_TASK TO CARRY OUT_
Print the entries in full, word for word, but not the pictures.
## begin SUPPLIED RECORDS
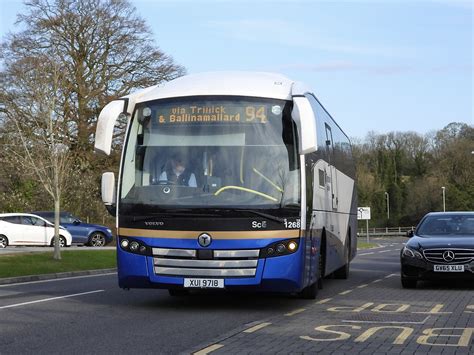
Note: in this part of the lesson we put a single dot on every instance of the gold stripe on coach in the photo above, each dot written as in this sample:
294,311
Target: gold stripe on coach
149,233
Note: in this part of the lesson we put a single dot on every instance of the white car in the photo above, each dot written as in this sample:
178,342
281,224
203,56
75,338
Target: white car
29,229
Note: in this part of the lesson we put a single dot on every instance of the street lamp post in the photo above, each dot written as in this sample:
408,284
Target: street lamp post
444,198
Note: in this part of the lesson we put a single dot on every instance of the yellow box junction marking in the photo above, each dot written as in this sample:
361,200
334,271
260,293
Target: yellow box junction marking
296,311
325,300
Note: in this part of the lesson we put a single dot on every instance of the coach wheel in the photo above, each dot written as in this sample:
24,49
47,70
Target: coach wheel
3,242
409,282
178,292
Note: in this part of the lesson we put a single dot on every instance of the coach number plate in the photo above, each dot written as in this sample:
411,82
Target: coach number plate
204,283
449,268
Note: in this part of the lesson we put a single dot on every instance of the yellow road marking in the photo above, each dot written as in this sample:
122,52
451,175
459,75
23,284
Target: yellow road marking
257,327
209,349
345,292
296,311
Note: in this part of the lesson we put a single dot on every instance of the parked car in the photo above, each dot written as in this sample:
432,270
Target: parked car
441,246
82,233
29,229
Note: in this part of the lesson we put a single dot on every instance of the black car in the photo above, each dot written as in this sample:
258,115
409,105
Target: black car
442,246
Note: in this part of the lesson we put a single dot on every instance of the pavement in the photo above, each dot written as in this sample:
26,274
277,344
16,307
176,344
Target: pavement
369,313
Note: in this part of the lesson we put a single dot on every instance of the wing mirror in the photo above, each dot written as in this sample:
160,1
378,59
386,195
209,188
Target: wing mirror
108,192
303,115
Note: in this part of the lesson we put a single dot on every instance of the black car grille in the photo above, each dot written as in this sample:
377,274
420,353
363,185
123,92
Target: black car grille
461,256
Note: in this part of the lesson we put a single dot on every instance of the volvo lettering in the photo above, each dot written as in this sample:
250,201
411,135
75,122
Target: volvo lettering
231,180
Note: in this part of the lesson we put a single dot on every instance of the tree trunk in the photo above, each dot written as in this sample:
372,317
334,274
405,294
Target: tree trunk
57,249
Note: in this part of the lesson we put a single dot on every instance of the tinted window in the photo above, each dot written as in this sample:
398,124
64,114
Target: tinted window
68,218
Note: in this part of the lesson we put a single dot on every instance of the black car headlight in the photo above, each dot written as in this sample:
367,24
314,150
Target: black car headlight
134,246
411,253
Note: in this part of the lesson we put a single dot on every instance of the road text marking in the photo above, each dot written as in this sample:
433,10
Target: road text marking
296,311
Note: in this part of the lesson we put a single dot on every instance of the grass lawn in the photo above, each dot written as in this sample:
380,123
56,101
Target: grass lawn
43,263
365,245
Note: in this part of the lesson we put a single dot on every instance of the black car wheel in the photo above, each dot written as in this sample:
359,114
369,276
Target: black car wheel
62,242
174,292
408,282
97,239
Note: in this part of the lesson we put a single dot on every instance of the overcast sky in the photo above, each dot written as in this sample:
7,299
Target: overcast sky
375,65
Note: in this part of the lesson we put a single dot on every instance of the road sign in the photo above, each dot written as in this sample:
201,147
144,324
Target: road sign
363,212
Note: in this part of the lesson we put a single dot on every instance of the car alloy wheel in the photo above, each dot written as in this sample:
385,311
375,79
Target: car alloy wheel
97,240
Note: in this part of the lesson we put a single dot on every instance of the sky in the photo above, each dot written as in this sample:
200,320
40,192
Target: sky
377,66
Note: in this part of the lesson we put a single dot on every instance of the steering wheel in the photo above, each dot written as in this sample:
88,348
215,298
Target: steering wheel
240,188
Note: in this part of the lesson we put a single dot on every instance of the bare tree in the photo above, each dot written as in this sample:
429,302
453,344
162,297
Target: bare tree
36,131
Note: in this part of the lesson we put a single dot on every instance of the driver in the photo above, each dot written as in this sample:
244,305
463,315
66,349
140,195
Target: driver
177,173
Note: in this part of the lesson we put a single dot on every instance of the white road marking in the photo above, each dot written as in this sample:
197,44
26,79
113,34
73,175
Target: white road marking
296,311
209,349
257,327
385,322
58,279
50,299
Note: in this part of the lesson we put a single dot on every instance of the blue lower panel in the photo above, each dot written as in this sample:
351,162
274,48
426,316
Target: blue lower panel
277,274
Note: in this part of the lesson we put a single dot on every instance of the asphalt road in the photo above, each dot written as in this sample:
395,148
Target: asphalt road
368,313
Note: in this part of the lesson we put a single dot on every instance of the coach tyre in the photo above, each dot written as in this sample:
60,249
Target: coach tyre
3,241
343,272
408,282
97,239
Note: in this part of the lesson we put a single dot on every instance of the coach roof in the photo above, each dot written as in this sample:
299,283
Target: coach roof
255,84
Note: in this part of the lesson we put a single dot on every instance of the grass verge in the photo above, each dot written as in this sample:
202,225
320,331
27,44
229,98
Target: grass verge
43,263
365,245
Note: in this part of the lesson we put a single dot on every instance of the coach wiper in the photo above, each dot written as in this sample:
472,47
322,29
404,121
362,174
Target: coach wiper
174,212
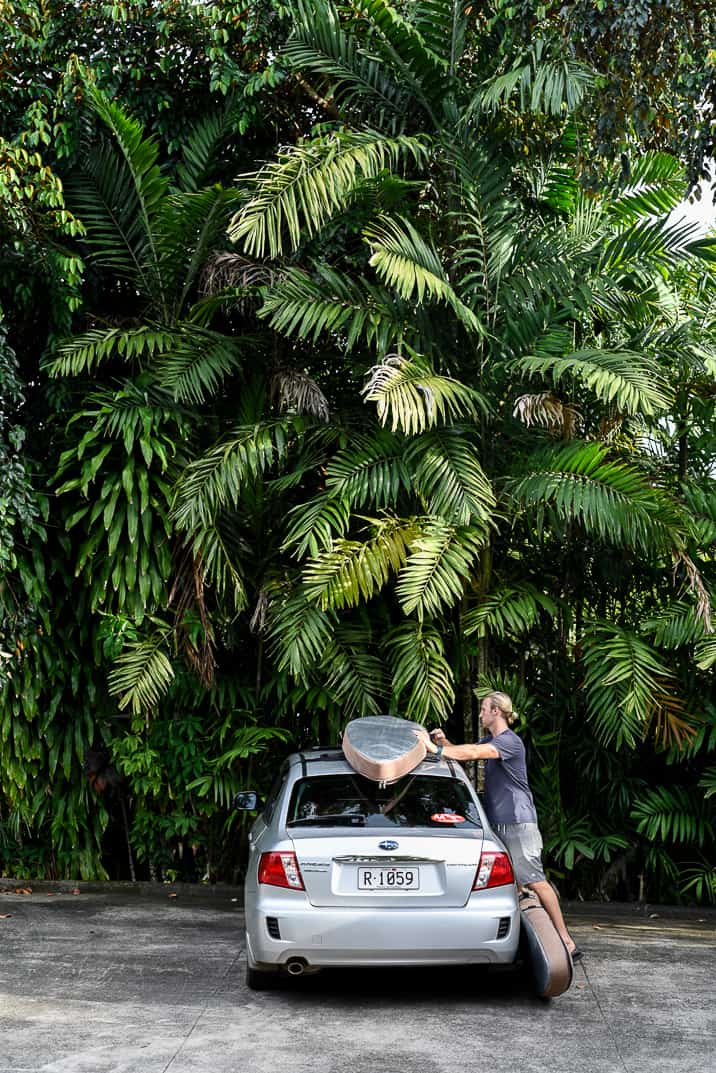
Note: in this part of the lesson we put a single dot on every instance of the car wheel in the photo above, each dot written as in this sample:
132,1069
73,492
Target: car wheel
258,981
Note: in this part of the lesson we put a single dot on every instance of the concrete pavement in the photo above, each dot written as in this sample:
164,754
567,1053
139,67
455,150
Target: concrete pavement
114,982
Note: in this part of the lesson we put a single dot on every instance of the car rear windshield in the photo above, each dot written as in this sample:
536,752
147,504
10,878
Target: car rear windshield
350,800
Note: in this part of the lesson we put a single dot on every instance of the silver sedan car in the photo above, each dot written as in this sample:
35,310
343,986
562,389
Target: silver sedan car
345,872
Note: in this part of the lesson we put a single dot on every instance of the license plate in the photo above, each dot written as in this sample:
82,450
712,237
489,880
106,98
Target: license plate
389,879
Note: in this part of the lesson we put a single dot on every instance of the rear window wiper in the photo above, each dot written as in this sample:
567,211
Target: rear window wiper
## end SUPPLIED RECORDS
_SOLUTION TO THE PROBLEM_
Note: in this part of the lesson we put a single dot on every instance of the gold stripe on coach in the photo above, each dot written as in this sample:
294,311
Target: gold stripe on coach
149,233
Note: in this part of the lesson we put a single dot on every instance of the white car in the photo above, each dot written as in this sample:
178,342
281,224
203,56
75,338
Target: white car
29,229
Note: in this part of the lesson we put a single dot on every instance of the street lamp post in the photo above, each dot written as in this sample:
408,284
Target: street lamp post
444,198
Note: in this part of the lesson we put a single dot on every instance of the yellow box junction marking in the photo above, each dot written as in this sample:
361,200
334,271
260,293
Target: yellow box junction marking
296,311
325,300
Note: in this part of the lesson we put a single dot on every instance of the coach wheel in the photo above, each dot written as in this sample:
24,49
47,70
Target: coach wheel
3,242
409,282
178,292
Note: in this part of the lesson we put a single dot on every instance of the coach number plate in the photo above, each dot written as in this sample:
411,82
Target: coach number plate
204,283
449,268
Note: in this part of the lesson we put a single dot on every instance of the yellow road marking in the photo above, each dot written as in this sample:
122,52
451,175
459,75
23,284
Target: yellow road marking
257,327
209,349
345,292
296,311
Note: in this part of the lesson we put a single dot on every instance of the parked car in the photo above, each dot written as in this sample:
432,270
Target: parked car
441,246
82,233
29,229
Note: in this part of the lesson we put a single dot on every instance of the black car in the photo above, each dot written as in this sample:
258,115
409,105
Target: black car
442,246
Note: in this part of the lesson we put a single dot on every instance of the pavement in the photo above, each dot written as in this sample:
26,274
277,344
16,307
176,344
Target: pavement
369,313
Note: in this part of the lesson we put a single dot on every instance of the wing mirror in the photo above, each dot written as in this sample:
160,1
378,59
386,195
209,188
Target: wing mirror
108,192
303,115
Note: in this part of the lesson we put a single dot on every instance of the black car grille in the photo above, each dot written as in this sample:
377,274
420,353
363,185
123,92
Target: black car grille
461,256
Note: in this part of the lesson we put a single dot on every instance of the volvo lettering in the photo above, each dot written as in this sample:
250,201
411,135
75,122
Target: volvo lettering
231,180
Note: in this part of the lesson we put a single dot on every instance of the tree trunk in the photo above, each dot written as in this sample:
372,317
334,274
405,294
Target: tree trunk
57,249
Note: in this part of the lesson we put a single dot on every instance of the tinted window in the photo above, each dot written as in this sample:
398,124
64,114
Target: tinted window
68,218
Note: in this part of the lesson we put a single dot on every instance of the black car headlight in the photo above, each dot written as in this sample:
367,24
314,150
Target: black car headlight
134,246
411,253
Note: in this part of the lesson we put a single dot on every instance of the road text marking in the photo above, each dot written as in this sample:
433,10
Target: road text marking
296,311
Note: in this part of the lesson we put a single dot on every instance of the grass lawn in the photo above, each dot written as in this sample:
380,123
56,101
Target: grass lawn
43,263
365,245
Note: in this part of the lesson we put a single dot on every instance of the black car wheel in the photo above, each dot written as in this sample:
359,114
369,276
Target: black car wheel
62,242
174,292
408,282
97,239
Note: in this part of the lesson we put a single dot on every instance of the overcast sky in the photo above, each dot written as in this sample:
7,299
Target: overcast sky
375,65
Note: in this part of the lesson we put a single dot on every instance of the road sign in the photo above, each dot written as in this sample:
201,147
144,324
Target: road sign
363,212
Note: in this part of the lesson we put a single dot on every instance of the car alloy wheel in the photo above, each dot written as in this sample:
385,311
375,79
Target: car alloy wheel
97,240
Note: in this part of the lesson we put a single dot on every instance of the sky in the photo above, each dot written as in this sample:
200,320
40,192
Target: sky
377,66
Note: in this part of the lesson we put a single dot on every instance of the steering wheel in the photo above, each dot written as in this sample:
88,348
215,298
Target: steering wheel
240,188
Note: in this part of the lesson we put a single dot on every instance of the bare tree in the photo above, each dot written as in this sample:
429,302
453,344
162,297
Target: bare tree
36,131
Note: in this part of the lesson we put a single dot on every instance of the driver in the photo above, each dot written as in this sample:
244,305
463,315
66,349
140,195
Target: driver
177,173
Note: in this part of the lesson we put a single dot on every instance of the white road marking in the photo above, each dot written as in this sample:
197,44
26,79
113,34
73,175
Target: white road marking
296,311
209,349
257,327
385,322
58,279
50,299
Note: in this part of the lesson we put a single dot on every instance of the blue lower panel in the photo above, each dot written as in this sample:
351,162
274,48
426,316
Target: blue lower panel
277,274
Note: in this part of the lesson we put a single dot on every instance of the asphalt road in the photo above, each dot written as in this sample:
395,148
Target: asphalt road
368,313
Note: in this part of the lesson we put a single dot on every instance of the coach tyre in the photo above, each dot written as in this sample:
60,249
Target: coach tyre
3,241
343,272
408,282
97,239
Note: in this part of the lesson we put a single dot on every instance of the coach roof in the photo above, each dot written as in this sample:
299,283
Target: coach roof
255,84
Note: in this part of the lesson we put a single dot on every instance of the grass verge in the photo above, each dot written as in this sample:
202,225
320,331
27,44
229,98
Target: grass verge
43,263
365,245
Note: in this part of the lesson we put a single dot on every instance of the coach wiper in the photo above, each dot written as in this sample:
472,47
322,29
404,121
362,174
Target: coach wiper
174,212
Note: in this part of the lesson we put a single dot on every instance of the car wheel in the photo above, each dot written as in this sample:
132,1069
73,492
Target: car wheel
258,981
Note: in this part of the lesson we put a single dot on every instance of the concrete pavement in the photo above, each dot written as in this sample:
164,754
567,1053
139,67
455,150
Target: concrete pavement
114,982
Note: in this part of the lesson we put a single dot on every instance of the car rear windshield in the photo above, each dot written as in this sample:
536,752
147,504
10,878
Target: car rear windshield
350,800
Note: in this part of the lesson we put a single dot on every instance of the silver sedan car in the photo above, each dot written as in this sample:
35,310
343,986
562,389
Target: silver sedan car
345,872
Note: in this part of the lesson we put a single dot on every instance of the license plate in the photo above, each dot written as in this sample:
82,450
712,237
489,880
106,98
Target: license plate
389,879
Note: in this part of the lesson we put a single dot on every instance of the rear window wiper in the photo above, each dot written as in this sample:
567,211
Target: rear window wiper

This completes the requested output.